=== RECORDS PROVIDED ===

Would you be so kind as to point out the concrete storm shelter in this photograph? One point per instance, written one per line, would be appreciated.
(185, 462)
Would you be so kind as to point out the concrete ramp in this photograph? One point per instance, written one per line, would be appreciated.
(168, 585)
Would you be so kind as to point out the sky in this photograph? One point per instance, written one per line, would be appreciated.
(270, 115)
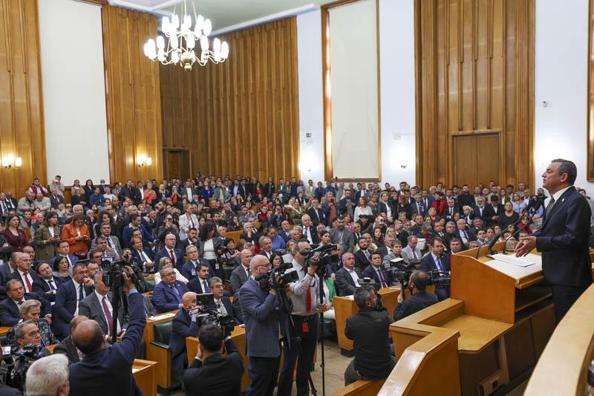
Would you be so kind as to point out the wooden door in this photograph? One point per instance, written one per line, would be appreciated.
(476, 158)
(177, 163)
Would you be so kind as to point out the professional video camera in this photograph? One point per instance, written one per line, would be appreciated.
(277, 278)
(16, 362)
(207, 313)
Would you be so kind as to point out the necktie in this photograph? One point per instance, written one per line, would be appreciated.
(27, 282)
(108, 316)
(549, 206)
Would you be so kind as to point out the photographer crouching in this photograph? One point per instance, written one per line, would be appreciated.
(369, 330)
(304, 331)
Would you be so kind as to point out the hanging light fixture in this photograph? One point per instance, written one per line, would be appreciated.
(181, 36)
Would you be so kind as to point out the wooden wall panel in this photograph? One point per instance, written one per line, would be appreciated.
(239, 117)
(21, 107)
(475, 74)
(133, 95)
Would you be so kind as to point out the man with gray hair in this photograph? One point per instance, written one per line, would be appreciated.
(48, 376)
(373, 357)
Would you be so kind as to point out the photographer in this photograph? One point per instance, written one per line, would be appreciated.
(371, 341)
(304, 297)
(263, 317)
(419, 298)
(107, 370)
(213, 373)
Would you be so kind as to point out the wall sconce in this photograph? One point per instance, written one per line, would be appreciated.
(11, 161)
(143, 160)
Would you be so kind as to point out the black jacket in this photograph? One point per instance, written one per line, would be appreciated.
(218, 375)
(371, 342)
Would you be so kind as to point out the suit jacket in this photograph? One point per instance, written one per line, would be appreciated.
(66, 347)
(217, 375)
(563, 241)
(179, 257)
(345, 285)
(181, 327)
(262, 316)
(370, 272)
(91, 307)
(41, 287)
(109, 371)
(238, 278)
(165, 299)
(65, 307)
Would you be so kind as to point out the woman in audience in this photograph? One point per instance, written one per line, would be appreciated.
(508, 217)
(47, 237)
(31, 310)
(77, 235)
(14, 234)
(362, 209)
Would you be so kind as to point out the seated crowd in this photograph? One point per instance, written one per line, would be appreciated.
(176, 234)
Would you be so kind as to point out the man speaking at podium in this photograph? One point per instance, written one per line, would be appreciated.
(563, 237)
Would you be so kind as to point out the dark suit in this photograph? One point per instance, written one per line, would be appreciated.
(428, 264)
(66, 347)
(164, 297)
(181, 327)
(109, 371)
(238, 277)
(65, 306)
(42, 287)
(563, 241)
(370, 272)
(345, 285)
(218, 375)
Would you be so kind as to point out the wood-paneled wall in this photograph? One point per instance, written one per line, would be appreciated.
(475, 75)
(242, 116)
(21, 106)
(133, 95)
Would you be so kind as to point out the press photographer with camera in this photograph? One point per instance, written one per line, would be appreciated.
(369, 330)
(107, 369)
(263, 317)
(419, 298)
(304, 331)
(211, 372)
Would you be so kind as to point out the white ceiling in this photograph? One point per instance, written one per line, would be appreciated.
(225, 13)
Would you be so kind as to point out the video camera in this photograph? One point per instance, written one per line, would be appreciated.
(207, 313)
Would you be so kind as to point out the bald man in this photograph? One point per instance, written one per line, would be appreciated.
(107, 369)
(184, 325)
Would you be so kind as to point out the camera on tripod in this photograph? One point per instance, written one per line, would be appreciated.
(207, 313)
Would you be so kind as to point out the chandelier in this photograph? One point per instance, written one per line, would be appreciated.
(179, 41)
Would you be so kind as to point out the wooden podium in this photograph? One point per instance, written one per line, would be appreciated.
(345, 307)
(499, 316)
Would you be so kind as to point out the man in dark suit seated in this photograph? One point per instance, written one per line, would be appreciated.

===

[STATED EXERCISE]
Lay out as a numbered list every line from the one containing "Would you be so kind as to point out the video" through the end of the material, leaving out blank lines.

[SOLUTION TO THE PROBLEM]
1. Would you be so kind as to point out the video camera in this photograph? One point per instance, written one per line, would be appreciated.
2. (207, 313)
3. Would you be so kind as to point out the bald man in this photograph? One point per instance, written one per line, would be appreciated.
4. (107, 369)
5. (184, 325)
6. Would you be so kind as to point out the camera on tripod in this photograph? One point per instance, written one per line, would be appreciated.
7. (207, 313)
8. Would you be so kind as to point out the chandelier in this photograph? One point per instance, written one per line, would be appreciated.
9. (179, 41)
10. Would you be so kind as to point out the wooden podium in this photograph? One point per instance, written one per line, would be appreciated.
11. (345, 307)
12. (499, 316)
13. Would you be so kind as to point out the man in dark suit seated in this photograph? One point per instance, written one per line, would be appreciated.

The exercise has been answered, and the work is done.